• Extrait du texte:
* * * * * * * * *
Le monde de Juju

10 juin 2006

Les vieux qui s'bécotent sur les bancs publiques


Le soleil est de retour, donc ma bonne humeur officielle aussi. Chic chic. Décidée à me la jouer totalement citadine, je passe me chercher une salade composée et emmène mon sourire et ma boîte végétale dans le parc situé à deux pas de là.

Je me trouve rapidement un banc dans un coin tranquille, baigné par la pénombre d'un arbre - on va dire un chêne, je ne sais reconnaître que celui là. J'époussette le banc, m'assieds avec ma délicattesse habituelle (no comment pour ceux qui me connaissent) et commence à manger. Je me sens comme SJP à Central Park. Koule.

Face à moi, un couple de personnes âgées, amoureusement accollées l'une à l'autre, se regarde d'un air tendre. Leurs mains râpeuses et scupltées par les années s'enlacent, s'emmêlent et se serrent. Ils se regardent, sans rien se dire, d'un regard qui sait. Je laisse ma fourchette en plastique en suspend, et les observe longuement.

Ils sont littéralement absorbés par la tendresse qu'ils se portent. Elle caresse doucement le visage de son époux, un visage qu'elle connaît par coeur, et s'émeut encore de ses traits. Il a la même expressioon que moi devant un pot d'Haagen Dazs à la vanille. Il effleure délicatement le couvercle protecteur, admire les reflets voluptueux de sa gourmandise et apprécie chaque seconde qu'il passe à attendre son onctuosité. Il l'aime. Et c'est beau à regarder.

Ils se sourient quelques secondes. Je souris aussi. Et d'un seul coup je me sens extrêment seule, je me rafraîchis sous l'air tiède et me dépite du soleil. Et ce n'est pas de la jalousie qui m'envahit à ce moment précis. Mais une tristesse, prenante, longue et douceâtre. Comme si Platon jouait les projectionnistes d'un film intitulé "Haha, regarde ce que tu ne seras jamais". Je n'ai plus très faim.

Je repose bêtement ma fourchette saladée et je baisse les yeux, dégoutée par ce mauvais scénar'. Je récupère mes jambes et me dandine pour me retrouver en tailleur sur le banc. Je sors un bouquin de mon sac et me met à lire. Enfin, à essayer d'arrêter de réfléchir un peu et me concentrer sur autre chose.

Après une demi-heure de tentative de fuite, j'appuie sur "play" et reprends le visionnage du film. Le vieux couple s'embrasse chastement et doucement. Pffffff. Et dire que je cotise pour ça! Puis lentement l'amoureux se recule et lance à sa douce "Il va falloir que je file, sinon ma femme va m'incendier!". La dame sourit d'un air complice et entendu, puis l'aide à remettre sa veste, amoureusement.
* * * * * * * * *
• Enregistrements fournis:
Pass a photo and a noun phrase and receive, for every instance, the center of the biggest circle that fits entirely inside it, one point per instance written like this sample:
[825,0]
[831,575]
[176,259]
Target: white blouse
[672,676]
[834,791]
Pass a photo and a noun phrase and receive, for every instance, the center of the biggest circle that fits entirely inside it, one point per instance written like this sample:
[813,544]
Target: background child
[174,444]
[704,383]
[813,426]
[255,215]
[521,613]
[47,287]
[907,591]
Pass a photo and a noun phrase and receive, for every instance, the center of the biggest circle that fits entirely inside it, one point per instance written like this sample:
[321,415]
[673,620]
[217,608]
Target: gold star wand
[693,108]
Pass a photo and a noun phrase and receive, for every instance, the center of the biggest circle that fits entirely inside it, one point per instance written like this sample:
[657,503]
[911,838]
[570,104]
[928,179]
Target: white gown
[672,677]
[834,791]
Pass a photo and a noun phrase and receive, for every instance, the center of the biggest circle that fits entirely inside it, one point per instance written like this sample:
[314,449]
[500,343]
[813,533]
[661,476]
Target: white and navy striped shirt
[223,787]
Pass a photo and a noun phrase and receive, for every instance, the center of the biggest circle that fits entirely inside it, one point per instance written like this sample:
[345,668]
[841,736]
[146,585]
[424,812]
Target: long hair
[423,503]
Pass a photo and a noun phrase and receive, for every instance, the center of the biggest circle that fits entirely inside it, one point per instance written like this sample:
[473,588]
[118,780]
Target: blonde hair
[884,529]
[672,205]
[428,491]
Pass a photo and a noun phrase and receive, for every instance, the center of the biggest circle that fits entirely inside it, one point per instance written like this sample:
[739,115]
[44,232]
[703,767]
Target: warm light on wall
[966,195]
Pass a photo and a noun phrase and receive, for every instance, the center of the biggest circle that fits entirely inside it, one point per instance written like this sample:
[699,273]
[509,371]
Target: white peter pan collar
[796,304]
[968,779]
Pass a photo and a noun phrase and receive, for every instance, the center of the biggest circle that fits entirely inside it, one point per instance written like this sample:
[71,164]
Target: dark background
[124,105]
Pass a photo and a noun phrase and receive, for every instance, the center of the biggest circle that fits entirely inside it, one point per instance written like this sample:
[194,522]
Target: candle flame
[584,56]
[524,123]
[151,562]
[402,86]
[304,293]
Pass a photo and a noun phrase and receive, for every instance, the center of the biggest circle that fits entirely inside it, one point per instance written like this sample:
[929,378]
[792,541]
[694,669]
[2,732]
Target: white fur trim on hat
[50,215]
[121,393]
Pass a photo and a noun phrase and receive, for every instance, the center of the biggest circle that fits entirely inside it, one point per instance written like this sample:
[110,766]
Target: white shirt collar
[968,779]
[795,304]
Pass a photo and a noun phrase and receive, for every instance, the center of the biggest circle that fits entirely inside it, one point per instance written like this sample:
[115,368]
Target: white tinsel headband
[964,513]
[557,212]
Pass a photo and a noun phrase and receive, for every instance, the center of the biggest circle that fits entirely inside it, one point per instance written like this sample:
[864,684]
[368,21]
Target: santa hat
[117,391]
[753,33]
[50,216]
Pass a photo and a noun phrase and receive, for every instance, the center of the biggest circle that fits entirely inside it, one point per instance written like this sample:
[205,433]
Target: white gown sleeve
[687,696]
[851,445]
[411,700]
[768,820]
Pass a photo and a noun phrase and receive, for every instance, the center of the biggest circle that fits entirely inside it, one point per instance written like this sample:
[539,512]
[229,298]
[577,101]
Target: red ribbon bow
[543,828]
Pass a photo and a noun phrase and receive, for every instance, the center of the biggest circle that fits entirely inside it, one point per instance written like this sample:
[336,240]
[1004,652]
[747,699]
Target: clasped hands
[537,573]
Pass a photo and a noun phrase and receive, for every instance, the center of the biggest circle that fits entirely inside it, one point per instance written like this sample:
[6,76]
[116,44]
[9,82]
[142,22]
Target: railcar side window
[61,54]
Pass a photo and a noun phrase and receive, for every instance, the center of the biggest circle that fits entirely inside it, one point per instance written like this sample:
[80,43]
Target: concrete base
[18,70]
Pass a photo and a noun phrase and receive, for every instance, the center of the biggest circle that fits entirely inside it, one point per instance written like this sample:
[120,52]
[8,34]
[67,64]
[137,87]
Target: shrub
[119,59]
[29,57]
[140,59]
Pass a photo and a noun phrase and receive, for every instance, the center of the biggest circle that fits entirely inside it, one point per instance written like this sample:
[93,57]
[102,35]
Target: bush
* * * * * * * * *
• Vos consignes:
1: Relevez et recopiez chaque ligne des enregistrements qui contient la chaîne "gown", en respectant la casse.
2: Prolongez le texte sur le déjeuner au parc à partir de sa dernière phrase.
Le texte et les enregistrements n'ont aucun lien entre eux.

• Résultats finaux:
1:
Target: white gown
Target: white gown sleeve

2:
Je suis scotchée. Des pécheurs!! Diantre. Je m'attendais à tout, sauf à ça. Et je commence à rire toute seule. Délivrance salvatrice. Le petit vieux s'éclipse en trottinant, l'air bonhomme, et son amante se presse vers une autre sortie du parc. C'était donc ça. Un mirage.

Minuit avait sonné, l'enchantement s'était volatilisé, retour au quotidien. Pour moi aussi d'ailleurs, qui décide de rentrer d'un pas joyeux chez moi. C'était sans compter sur mes jambes engourdies qui elles non plus ne me furent pas fidèles (quelle idée aussi de vouloir jouer les filles souples!). Je me suis donc lamentablement étalée au pied du banc, évitant de justesse de me cogner le front sur la fiente de pigeon trônant sur le coin effrité.

Maculée de sauce vinaigrette huile d'olive-basilic, je rejoins donc mes quartiers, un peu moins fièrement. En chemin je croise un enfant qui regarde mon tee-shirt d'un air dubitatif et montre du doigt la tâche qui me sert de logo.

M'en fiche, quand je serai vieille, j'aurai un amant. Y a pu qu'à attendre.

Y a pu qu'à ...

1 Comments:

Anonymous Anonyme said...

j'ai vecu une histoire similaire, en boite de plage, un été
un couple splendide :
un homme noir, tout de blanc vétu, panama compris , dansait sur une musique techno, mais dansait la salsa, avec une femme agée mais entretenue, resplendissante dans sa robe panthère (meme pas vulgaire, alors que le panthere...)

magnifique...
et puis...
et puis la musique a pris fin...
et l'homme est parti draguer une autre femme....
decue j'ai été, de voir que ce couple si luminescent n'etait que chimere...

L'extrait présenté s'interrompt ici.